DIRECTIONS: Each line from the one that contains "Would you be able to locate the shrub" through the end of the entries should be repeated exactly, with nothing added.

RECORDS section start

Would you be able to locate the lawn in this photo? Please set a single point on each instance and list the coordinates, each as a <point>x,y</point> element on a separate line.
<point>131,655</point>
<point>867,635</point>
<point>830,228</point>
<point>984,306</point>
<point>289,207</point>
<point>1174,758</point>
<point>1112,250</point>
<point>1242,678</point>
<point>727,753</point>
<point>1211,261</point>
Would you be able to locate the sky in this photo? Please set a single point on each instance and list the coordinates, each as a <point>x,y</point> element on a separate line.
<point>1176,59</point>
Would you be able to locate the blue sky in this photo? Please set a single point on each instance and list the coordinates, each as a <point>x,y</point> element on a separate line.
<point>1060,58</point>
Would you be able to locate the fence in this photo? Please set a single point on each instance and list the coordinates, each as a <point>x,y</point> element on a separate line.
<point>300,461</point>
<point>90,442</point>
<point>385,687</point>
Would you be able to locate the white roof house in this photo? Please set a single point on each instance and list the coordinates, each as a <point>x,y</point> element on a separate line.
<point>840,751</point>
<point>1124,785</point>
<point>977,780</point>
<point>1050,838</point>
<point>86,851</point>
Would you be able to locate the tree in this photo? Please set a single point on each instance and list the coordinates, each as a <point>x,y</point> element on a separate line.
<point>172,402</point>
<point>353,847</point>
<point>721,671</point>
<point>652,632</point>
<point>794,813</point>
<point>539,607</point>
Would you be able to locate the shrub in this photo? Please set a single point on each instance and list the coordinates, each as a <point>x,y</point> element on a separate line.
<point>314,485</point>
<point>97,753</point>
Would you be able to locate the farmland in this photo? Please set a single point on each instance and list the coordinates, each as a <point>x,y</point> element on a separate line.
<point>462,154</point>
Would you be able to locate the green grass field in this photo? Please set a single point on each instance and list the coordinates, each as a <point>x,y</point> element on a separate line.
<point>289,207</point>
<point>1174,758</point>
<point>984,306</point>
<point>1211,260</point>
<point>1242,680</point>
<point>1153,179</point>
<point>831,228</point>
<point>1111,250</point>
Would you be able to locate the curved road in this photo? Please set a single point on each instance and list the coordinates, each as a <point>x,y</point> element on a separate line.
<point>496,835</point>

RECORDS section end

REPLY:
Would you be able to locate the shrub in this photo? Please set a single point on each instance and list the coordinates, each as a <point>x,y</point> element on a separate line.
<point>314,485</point>
<point>97,753</point>
Would you be able to locate the farmland in this photo? Please set a single point on each instance and list the coordinates, each as a <point>x,y</point> element on a separate line.
<point>462,154</point>
Would you be able to locate the green grass field in this photo? Please set a single point on each instance and list the coordinates, each as a <point>x,y</point> element on a separate line.
<point>289,207</point>
<point>1174,758</point>
<point>984,306</point>
<point>1211,260</point>
<point>1242,680</point>
<point>1153,179</point>
<point>831,228</point>
<point>1111,250</point>
Would you be able to locate the curved road in this photo? Please set a single point on each instance and list the coordinates, each as a <point>x,y</point> element on a separate line.
<point>496,835</point>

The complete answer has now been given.